Problem to work on:
Answer these questions about the tessellated entity specification below:
1. Of which entity is Tessellated_shell declared a subtype?
2. What does a Tessellated_wire represent?
3. What type does the optional geometric_model_link attribute of Tessellated_wire take?

──────── Text provided

NOTE    The Tessellated_structured_items defining the geometry may be relocated in a local coordinate system by defining a complex instance of this entity with a Repositioned_tessellated_item.

EXPRESS specification:

*)
ENTITY Tessellated_shell
  SUBTYPE OF (Tessellated_item);
  items : SET[1:?] OF Tessellated_structured_item;
  topological_link : OPTIONAL Connected_face_set;
END_ENTITY;
(*

Attribute definitions:

items: the set of Tessellated_structured_items defining the faces of the shell.

topological_link: a Connected_face_set representing the exact geometry of the shell. The value of this attribute need not be specified.

4.3.9 Tessellated_wire   EXPRESS-GMapping table

A Tessellated_wire is a type of Tessellated_item that is a tessellated representation of a collection of bounded curves joined end to end. Its geometry is defined as a set of tessellated edges and vertices.

NOTE    The edges and vertices defining the geometry may be relocated in a local coordinate system by defining a complex instance of this entity with a Repositioned_tessellated_item.

EXPRESS specification:

*)
ENTITY Tessellated_wire
  SUBTYPE OF (Tessellated_item);
  items : SET[1:?] OF tessellated_edge_or_vertex;
  geometric_model_link : OPTIONAL path_or_composite_curve;
END_ENTITY;
(*

Attribute definitions:

items: the set of tessellated_edge_or_vertexs defining the geometry of the wire.

geometric_model_link: the corresponding exact geometry which may be a path_or_composite_curve. The value of this attribute need not be specified.

────────────────
──────── Information provided

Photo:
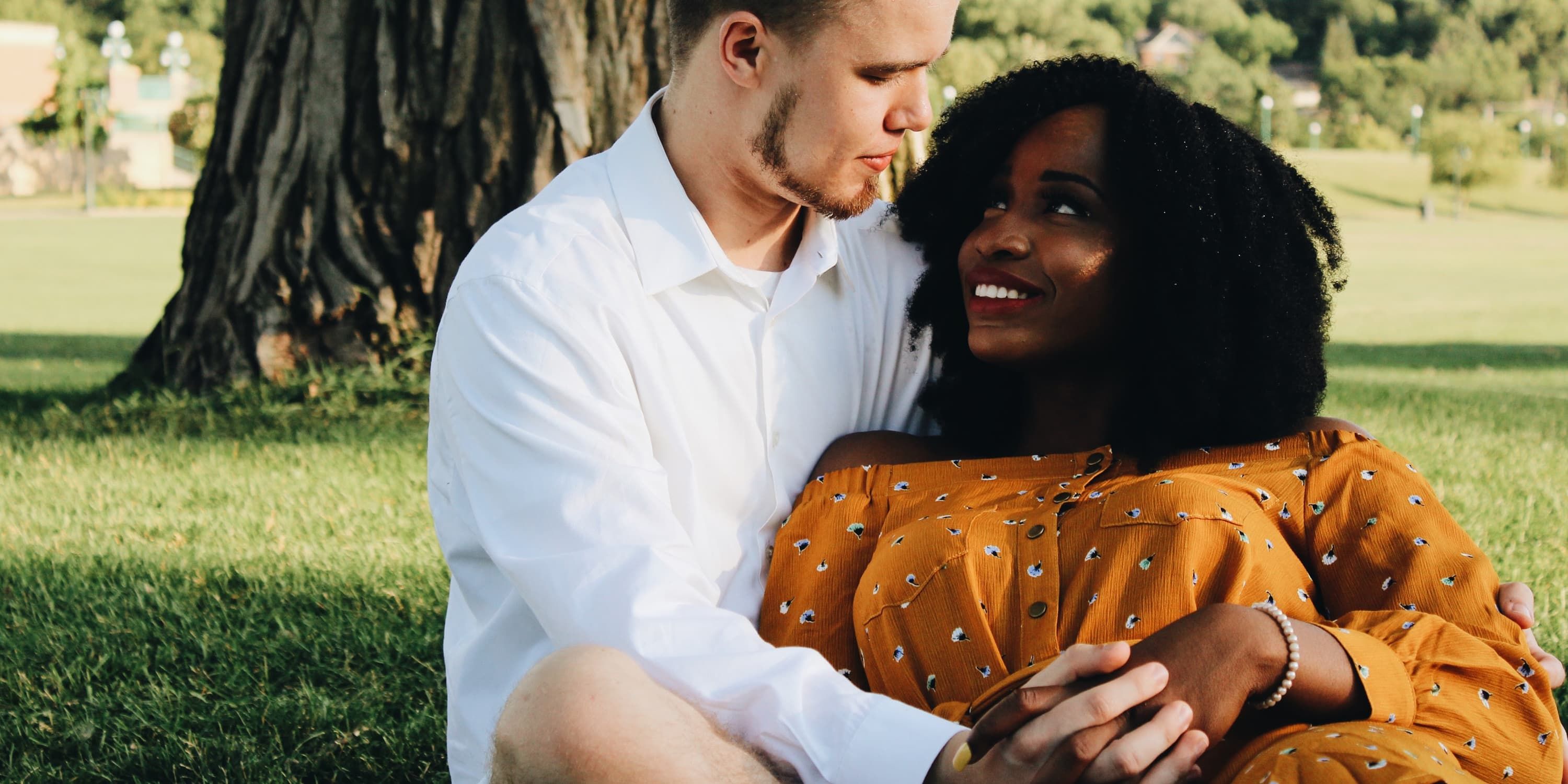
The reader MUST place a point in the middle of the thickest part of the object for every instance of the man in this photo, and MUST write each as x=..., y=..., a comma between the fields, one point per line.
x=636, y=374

────────────────
──────── Information provided

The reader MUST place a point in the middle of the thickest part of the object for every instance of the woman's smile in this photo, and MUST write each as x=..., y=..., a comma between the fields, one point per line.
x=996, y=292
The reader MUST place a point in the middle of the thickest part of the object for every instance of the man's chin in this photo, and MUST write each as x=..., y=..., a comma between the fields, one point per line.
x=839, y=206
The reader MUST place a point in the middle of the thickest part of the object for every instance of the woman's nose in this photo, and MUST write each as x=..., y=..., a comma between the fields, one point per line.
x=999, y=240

────────────────
──────── Information provided

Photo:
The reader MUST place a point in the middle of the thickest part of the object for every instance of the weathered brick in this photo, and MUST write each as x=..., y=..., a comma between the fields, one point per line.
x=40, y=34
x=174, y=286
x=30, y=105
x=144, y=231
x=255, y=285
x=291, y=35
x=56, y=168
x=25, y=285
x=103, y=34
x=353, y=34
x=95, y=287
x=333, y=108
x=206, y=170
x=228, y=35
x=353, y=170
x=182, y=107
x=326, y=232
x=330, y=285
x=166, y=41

────────────────

Output:
1. Tessellated_item.
2. A Tessellated_wire is a tessellated representation of a collection of bounded curves joined end to end.
3. path_or_composite_curve.